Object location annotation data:
########
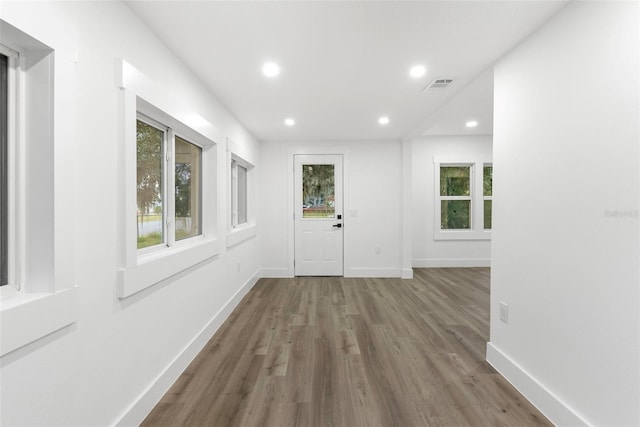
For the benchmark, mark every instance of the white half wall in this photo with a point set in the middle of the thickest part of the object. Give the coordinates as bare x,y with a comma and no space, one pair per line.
428,252
565,231
372,206
119,356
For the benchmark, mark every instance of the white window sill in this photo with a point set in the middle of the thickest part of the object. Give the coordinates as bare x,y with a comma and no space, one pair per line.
159,265
240,234
25,318
461,235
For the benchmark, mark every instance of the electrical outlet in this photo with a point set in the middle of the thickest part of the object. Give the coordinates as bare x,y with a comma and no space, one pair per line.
504,312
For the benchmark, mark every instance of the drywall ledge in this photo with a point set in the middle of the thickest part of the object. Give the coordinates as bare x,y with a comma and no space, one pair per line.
37,316
558,412
137,412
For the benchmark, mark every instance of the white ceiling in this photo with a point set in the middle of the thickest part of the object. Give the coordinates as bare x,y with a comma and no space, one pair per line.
345,64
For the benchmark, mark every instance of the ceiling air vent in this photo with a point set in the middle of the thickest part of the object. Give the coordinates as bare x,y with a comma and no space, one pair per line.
438,84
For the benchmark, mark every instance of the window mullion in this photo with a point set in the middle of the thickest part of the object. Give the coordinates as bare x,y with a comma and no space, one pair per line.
170,194
234,193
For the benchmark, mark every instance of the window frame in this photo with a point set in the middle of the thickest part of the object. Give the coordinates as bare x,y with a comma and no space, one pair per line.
6,153
476,197
170,134
468,198
237,163
238,233
141,269
486,198
41,287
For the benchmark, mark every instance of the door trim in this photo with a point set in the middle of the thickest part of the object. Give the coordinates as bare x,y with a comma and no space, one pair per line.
316,149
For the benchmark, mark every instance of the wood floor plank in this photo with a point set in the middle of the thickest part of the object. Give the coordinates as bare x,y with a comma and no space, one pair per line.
351,352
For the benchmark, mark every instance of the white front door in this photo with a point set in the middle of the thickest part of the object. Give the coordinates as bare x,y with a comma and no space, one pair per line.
318,215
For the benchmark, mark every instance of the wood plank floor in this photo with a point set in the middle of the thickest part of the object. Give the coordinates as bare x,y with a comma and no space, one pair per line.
351,352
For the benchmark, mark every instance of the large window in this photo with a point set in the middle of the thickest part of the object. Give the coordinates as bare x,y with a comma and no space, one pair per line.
168,210
463,200
455,197
163,216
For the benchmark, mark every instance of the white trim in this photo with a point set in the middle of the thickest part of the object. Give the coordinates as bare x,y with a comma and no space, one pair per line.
240,234
43,188
380,273
143,405
276,273
559,412
407,273
163,264
451,262
54,311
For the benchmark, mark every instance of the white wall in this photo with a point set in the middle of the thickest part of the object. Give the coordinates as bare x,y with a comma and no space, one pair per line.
428,252
565,237
372,190
103,368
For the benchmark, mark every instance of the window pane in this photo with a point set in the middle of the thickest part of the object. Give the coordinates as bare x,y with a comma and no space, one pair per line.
234,193
455,180
455,214
487,214
487,180
4,165
150,141
242,194
318,191
188,189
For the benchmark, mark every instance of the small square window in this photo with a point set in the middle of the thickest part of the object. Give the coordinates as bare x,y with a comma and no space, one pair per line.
239,193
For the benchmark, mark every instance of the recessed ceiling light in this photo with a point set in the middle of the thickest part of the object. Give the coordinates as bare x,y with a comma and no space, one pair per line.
270,69
417,71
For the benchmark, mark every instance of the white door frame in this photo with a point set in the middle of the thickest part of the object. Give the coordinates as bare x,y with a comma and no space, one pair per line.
316,149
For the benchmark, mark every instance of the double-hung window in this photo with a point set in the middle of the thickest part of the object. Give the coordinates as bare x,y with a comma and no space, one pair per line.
168,185
455,197
463,200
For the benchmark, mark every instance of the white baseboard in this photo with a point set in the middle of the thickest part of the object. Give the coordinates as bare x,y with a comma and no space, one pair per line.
276,273
451,262
558,412
373,272
137,412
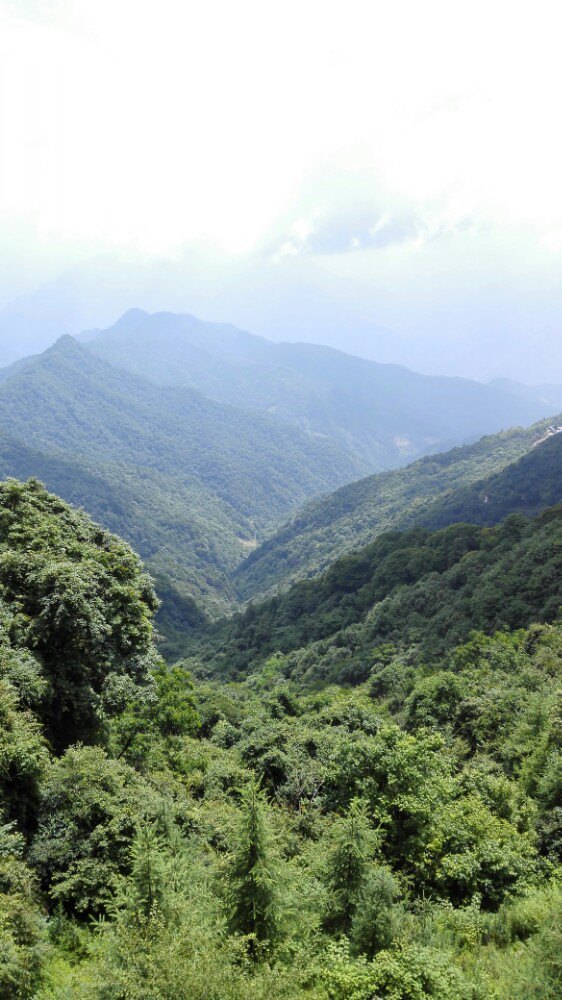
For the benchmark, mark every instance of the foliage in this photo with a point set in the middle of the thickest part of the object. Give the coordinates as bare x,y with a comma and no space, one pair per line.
480,483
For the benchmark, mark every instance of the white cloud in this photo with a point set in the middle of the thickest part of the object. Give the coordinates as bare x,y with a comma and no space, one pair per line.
149,124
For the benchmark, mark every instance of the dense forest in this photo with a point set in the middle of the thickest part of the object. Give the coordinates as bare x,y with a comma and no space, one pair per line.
396,834
461,484
196,483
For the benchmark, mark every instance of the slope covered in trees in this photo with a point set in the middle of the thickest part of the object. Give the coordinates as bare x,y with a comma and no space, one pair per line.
434,491
381,414
415,587
163,838
192,484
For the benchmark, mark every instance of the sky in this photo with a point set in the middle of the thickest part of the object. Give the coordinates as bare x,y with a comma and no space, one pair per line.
400,161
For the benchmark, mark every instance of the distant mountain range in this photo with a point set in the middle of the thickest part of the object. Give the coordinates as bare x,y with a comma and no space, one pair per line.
382,415
426,588
191,482
196,441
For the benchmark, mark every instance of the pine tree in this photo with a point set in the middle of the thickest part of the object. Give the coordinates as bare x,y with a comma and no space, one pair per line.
374,920
148,877
346,868
252,877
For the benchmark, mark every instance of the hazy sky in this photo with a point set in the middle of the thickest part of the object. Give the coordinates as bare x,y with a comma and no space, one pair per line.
410,148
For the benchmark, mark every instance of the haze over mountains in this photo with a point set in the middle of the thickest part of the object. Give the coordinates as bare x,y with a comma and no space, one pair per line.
196,441
381,414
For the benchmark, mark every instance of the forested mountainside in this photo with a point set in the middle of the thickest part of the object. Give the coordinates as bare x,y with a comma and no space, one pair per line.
434,491
191,483
551,392
278,838
417,587
382,415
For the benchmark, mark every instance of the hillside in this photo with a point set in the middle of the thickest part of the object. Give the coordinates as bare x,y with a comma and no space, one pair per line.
190,482
382,415
170,838
412,588
425,492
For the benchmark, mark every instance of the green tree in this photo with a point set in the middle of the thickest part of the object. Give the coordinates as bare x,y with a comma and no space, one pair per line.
346,868
374,921
253,896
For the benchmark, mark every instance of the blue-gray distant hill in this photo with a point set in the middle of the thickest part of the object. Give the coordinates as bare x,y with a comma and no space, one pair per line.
516,470
382,415
192,483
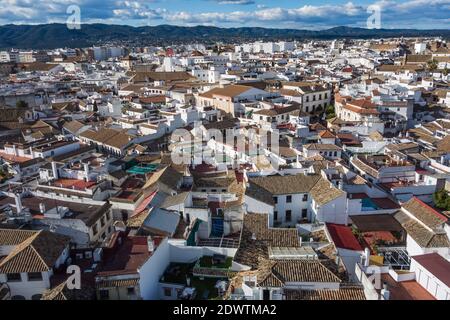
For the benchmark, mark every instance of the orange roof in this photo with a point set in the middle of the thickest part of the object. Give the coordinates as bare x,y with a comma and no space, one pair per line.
326,134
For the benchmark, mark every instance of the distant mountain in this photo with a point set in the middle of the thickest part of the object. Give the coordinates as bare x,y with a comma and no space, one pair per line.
49,36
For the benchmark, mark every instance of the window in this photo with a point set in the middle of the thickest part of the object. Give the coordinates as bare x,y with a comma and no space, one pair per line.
304,213
104,294
13,277
288,215
34,276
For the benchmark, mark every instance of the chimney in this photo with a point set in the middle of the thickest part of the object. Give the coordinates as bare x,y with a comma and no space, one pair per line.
385,292
366,257
18,203
86,171
16,153
55,170
150,244
42,207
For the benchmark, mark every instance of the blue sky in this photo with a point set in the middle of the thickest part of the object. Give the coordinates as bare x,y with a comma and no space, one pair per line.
421,14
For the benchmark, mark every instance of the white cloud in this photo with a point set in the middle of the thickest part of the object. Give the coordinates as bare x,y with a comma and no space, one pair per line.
412,14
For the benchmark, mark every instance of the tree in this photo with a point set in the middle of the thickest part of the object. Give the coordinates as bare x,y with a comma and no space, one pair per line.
432,65
442,199
330,112
21,104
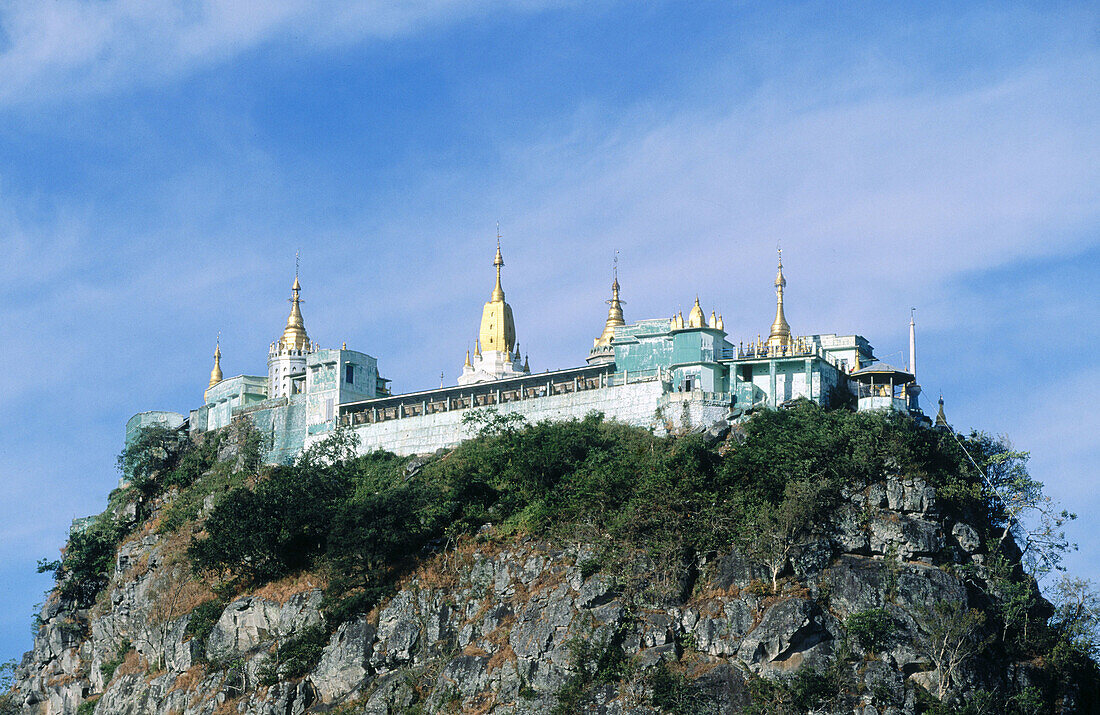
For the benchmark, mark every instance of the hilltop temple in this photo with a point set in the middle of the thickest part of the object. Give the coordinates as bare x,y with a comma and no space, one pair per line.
667,374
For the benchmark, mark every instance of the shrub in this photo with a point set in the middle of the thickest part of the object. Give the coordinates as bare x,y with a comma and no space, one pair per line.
85,567
870,628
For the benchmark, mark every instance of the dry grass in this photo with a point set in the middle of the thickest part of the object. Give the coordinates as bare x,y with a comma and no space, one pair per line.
502,647
551,576
61,681
481,704
132,664
188,679
282,591
228,707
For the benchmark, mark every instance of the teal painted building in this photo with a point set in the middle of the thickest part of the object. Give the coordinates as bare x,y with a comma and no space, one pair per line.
667,374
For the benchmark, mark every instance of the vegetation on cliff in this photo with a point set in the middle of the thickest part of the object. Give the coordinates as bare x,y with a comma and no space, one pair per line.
649,512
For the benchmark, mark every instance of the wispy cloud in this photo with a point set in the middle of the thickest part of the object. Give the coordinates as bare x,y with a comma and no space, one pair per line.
73,48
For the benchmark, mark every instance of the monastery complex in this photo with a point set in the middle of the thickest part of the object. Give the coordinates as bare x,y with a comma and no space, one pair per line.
667,374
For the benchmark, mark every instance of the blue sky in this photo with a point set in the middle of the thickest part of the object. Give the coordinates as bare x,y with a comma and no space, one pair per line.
161,163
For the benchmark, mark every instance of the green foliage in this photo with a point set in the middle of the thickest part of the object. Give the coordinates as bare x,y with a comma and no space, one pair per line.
589,568
810,690
8,704
871,628
109,667
297,656
650,503
672,692
953,635
283,525
85,567
87,707
150,457
202,620
594,661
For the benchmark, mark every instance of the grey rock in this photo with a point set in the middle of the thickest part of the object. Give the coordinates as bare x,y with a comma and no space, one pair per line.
344,664
905,536
966,537
788,628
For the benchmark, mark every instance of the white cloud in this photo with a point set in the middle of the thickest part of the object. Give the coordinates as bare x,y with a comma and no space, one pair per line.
72,48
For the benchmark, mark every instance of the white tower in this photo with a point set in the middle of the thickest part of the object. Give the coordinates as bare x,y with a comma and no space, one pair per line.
286,359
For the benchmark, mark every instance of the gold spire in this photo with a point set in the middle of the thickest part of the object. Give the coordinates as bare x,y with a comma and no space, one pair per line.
941,418
497,329
498,262
294,334
216,373
614,315
695,318
780,330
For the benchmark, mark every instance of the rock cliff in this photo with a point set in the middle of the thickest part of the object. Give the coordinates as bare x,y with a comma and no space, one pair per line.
856,615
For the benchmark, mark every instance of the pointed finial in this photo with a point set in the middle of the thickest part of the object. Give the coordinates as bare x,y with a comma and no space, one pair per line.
941,417
216,373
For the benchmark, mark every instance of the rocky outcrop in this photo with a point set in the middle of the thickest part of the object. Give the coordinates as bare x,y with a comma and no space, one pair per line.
503,626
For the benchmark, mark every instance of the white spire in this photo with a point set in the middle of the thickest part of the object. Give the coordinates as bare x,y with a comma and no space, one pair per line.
912,341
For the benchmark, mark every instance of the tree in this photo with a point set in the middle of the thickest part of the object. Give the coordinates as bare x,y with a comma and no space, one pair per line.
1014,501
1077,615
774,529
954,635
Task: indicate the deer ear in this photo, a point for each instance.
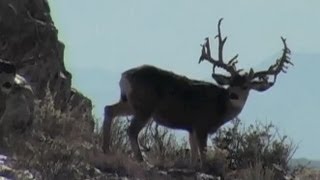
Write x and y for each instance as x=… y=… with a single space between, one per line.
x=221 y=79
x=260 y=86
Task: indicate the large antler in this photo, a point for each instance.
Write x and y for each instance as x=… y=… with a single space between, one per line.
x=206 y=55
x=275 y=69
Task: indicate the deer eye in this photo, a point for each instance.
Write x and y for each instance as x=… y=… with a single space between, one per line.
x=244 y=87
x=7 y=85
x=233 y=96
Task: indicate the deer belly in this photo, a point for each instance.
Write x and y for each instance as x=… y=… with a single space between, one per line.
x=173 y=121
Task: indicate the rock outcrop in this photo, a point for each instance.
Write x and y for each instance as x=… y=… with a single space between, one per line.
x=29 y=40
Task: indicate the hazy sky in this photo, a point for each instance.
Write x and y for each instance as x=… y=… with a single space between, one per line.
x=110 y=36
########
● EXERCISE
Find the line containing "For the benchmark, mark every instance of the rock cliff" in the listing above. Restate it and every line after it, word for word, through the final line, leaving out the pictures.

● RESPONSE TO THE TASK
For the benchmark, mark every instance of the rock cliff in this photo with a point set in the middle of the thickest part of the object. Give the coordinates as bare x,y with a comma and no space, one pair per line.
856,615
For the benchmark, mark every instance of the pointed finial in this photo with a point set in the middle of the thickest part of the object. Give the coordinates as bare x,y with a comma and no space, one pair per line.
941,417
216,373
For the benchmark, mark every instance of the rocky outcrop in this photo with a point set in the middle of the thickest part of the object. Give the coordinates as bare x,y with a comma and no space, one pair per line.
503,626
For the benchmark, mark every instance of the white spire in this photo with a point set in the middle of the thickest part of the object. Give the coordinates as bare x,y with a comma and no space, one pair per line.
912,341
For the benchmark, mark every instance of the tree in this photo with a point set in the middle of the thickest part of the object. Give the coordinates as bare x,y with a comma and no space, one pair per line.
1014,501
1077,615
774,529
954,635
Task: indicate the deer ear in this photo, a point for each instance.
Write x and y for each instance as x=… y=… with a single space between, one per line.
x=221 y=79
x=260 y=86
Task: indicate the large antler in this photo, a point for each instance.
Write x and y for each instance as x=… y=… with a single space between, one per line.
x=206 y=55
x=275 y=69
Task: indicate the deer eye in this photo, a point for each instance.
Write x and y for each instance as x=… y=… with a single space between, one per line.
x=244 y=87
x=7 y=85
x=233 y=96
Task: indicate the deer belly in this photo, a point for each instance.
Write x and y for each instance as x=… y=… with a single space between, one per line.
x=173 y=121
Task: indicate the rock outcrop in this photo, a point for each instance.
Write x and y for each instance as x=… y=… with a single space between, one per line.
x=29 y=40
Task: indicate the hazy sky in this photo, a point for each instance.
Write x and y for each instance as x=… y=… with a single space between, one per line.
x=110 y=36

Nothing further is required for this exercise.